Rewrite the material below, replacing "Outline list" with "Polygon list" wherever it occurs and leaving everything else unchanged.

- - - -

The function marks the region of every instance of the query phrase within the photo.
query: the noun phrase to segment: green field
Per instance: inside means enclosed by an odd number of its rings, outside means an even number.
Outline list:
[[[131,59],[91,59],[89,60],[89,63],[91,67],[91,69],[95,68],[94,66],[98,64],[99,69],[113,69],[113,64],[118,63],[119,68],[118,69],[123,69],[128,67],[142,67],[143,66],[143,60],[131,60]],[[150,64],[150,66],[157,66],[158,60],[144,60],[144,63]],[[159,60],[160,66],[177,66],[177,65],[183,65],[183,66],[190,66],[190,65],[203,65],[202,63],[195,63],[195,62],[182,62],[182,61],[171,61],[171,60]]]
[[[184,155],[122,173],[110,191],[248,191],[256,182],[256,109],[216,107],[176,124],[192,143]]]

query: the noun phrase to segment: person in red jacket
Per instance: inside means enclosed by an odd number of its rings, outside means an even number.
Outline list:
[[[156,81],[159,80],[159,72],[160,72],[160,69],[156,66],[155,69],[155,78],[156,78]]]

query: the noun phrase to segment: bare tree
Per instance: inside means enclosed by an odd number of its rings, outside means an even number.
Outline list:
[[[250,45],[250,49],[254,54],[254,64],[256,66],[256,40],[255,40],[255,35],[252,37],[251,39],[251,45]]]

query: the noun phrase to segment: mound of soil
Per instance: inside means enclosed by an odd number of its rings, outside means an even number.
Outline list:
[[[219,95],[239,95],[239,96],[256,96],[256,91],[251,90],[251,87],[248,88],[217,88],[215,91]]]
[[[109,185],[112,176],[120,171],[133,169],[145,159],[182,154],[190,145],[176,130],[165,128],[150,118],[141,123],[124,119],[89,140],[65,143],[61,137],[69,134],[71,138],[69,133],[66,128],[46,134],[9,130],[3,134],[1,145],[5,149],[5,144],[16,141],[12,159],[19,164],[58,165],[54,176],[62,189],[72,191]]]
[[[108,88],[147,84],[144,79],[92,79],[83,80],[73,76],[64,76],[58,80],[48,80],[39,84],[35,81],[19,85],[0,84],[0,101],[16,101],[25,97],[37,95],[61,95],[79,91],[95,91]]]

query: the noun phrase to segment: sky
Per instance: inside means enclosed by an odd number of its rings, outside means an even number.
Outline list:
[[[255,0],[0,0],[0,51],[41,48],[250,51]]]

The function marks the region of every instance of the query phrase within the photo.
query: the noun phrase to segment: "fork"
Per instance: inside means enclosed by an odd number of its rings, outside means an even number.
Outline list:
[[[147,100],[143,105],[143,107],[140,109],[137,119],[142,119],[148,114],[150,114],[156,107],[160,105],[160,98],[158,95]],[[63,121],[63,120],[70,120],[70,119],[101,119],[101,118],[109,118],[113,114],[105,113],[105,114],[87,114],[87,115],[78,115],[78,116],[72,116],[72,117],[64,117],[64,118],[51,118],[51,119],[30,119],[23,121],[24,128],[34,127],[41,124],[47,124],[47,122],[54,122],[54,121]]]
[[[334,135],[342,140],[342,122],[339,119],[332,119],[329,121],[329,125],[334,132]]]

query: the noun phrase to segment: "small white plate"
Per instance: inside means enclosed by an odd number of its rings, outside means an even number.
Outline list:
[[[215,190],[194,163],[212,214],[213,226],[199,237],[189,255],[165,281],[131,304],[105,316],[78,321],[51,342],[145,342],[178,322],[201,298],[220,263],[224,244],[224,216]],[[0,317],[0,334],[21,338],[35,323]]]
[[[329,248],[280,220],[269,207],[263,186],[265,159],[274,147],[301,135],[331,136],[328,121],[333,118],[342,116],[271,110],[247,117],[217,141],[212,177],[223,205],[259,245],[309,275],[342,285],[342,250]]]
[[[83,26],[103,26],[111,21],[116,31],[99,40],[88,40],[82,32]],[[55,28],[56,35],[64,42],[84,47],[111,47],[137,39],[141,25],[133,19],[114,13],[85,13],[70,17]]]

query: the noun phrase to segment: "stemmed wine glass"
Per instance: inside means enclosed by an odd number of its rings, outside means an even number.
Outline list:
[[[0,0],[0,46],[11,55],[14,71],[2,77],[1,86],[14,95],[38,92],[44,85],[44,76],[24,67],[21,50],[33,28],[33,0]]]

- - - -

## FULL ANSWER
The function marks the region of every instance of the query phrase within the photo.
query: the noun phrase to segment: green field
Per instance: inside means enclosed by an odd number of its rings, outside means an even number.
Polygon list:
[[[131,59],[91,59],[89,60],[89,63],[91,67],[91,69],[95,68],[94,66],[98,64],[99,69],[113,69],[113,64],[118,63],[119,68],[118,69],[123,69],[128,67],[142,67],[143,66],[143,60],[131,60]],[[150,64],[150,66],[157,66],[158,60],[144,60],[144,63]],[[159,60],[160,66],[177,66],[177,65],[183,65],[183,66],[190,66],[190,65],[203,65],[202,63],[195,63],[195,62],[182,62],[182,61],[171,61],[171,60]]]
[[[184,155],[122,173],[110,191],[248,191],[256,182],[256,109],[216,107],[176,124],[192,143]]]

query: the noun phrase to segment: person in red jacket
Per instance: inside means enclosed by an odd number of its rings, outside means an even number.
Polygon list:
[[[156,81],[159,80],[159,72],[160,72],[160,69],[156,66],[155,69],[155,78],[156,78]]]

query: the noun phrase to segment: bare tree
Per instance: inside means enclosed by an odd number of its rings, outside means an even number.
Polygon list:
[[[250,45],[250,49],[254,54],[254,64],[256,66],[256,40],[255,40],[255,35],[252,37],[251,39],[251,45]]]

query: the noun phrase to segment: mound of soil
Per instance: inside means enclosed by an odd number of its rings, outside means an even number.
Polygon list:
[[[219,95],[239,95],[239,96],[256,96],[256,91],[251,90],[251,87],[248,88],[217,88],[215,91]]]
[[[109,185],[112,176],[120,171],[133,169],[145,159],[182,154],[190,145],[176,130],[165,128],[150,118],[141,123],[124,119],[89,140],[65,143],[61,137],[69,134],[71,138],[69,133],[66,128],[46,134],[9,130],[3,134],[1,145],[5,149],[5,144],[16,141],[12,159],[19,164],[58,165],[54,176],[62,189],[72,191]]]
[[[108,88],[147,84],[144,79],[92,79],[83,80],[73,76],[64,76],[58,80],[48,80],[39,84],[35,81],[19,85],[0,84],[0,101],[16,101],[25,97],[37,95],[61,95],[79,91],[95,91]]]

query: the noun phrase to segment: sky
Per instance: inside means enclosed by an odd number of its rings, outside means an even number.
Polygon list:
[[[255,0],[0,0],[0,51],[41,48],[250,51]]]

The function marks the region of every instance of the query phrase within the photo.
query: the noun phrase to segment: "fork"
Per instance: inside means enclosed by an odd number of its rings, outside means an even number.
Polygon list:
[[[147,100],[143,105],[143,107],[140,109],[137,119],[142,119],[148,114],[150,114],[156,107],[160,105],[160,98],[158,95]],[[63,121],[63,120],[70,120],[70,119],[101,119],[101,118],[109,118],[113,114],[105,113],[105,114],[87,114],[87,115],[78,115],[78,116],[72,116],[72,117],[64,117],[64,118],[51,118],[51,119],[30,119],[23,121],[24,128],[34,127],[41,124],[47,124],[47,122],[54,122],[54,121]]]
[[[334,135],[342,140],[342,122],[339,119],[332,119],[329,121],[329,125],[334,132]]]

query: the noun phrase to segment: "small white plate"
Per instance: inside means enclosed by an odd number of its rings, outside means an even number.
Polygon list:
[[[215,190],[194,163],[212,214],[213,226],[199,237],[189,255],[165,281],[131,304],[105,316],[78,321],[51,342],[145,342],[178,322],[201,298],[220,263],[224,244],[224,216]],[[0,317],[0,334],[21,338],[35,323]]]
[[[329,248],[280,220],[269,207],[263,186],[265,159],[274,147],[301,135],[331,136],[328,121],[333,118],[342,116],[271,110],[247,117],[217,141],[212,177],[223,205],[259,245],[309,275],[342,285],[342,250]]]
[[[83,26],[103,26],[111,21],[116,31],[99,40],[88,40],[82,32]],[[55,28],[56,35],[64,42],[84,47],[111,47],[137,39],[141,25],[133,19],[114,13],[85,13],[70,17]]]

query: the noun phrase to segment: "stemmed wine glass"
Per instance: inside means enclosed by an odd number of its rings, outside means an even number.
Polygon list:
[[[0,0],[0,46],[11,55],[14,71],[2,77],[1,86],[14,95],[38,92],[44,85],[44,76],[24,67],[21,50],[33,28],[33,0]]]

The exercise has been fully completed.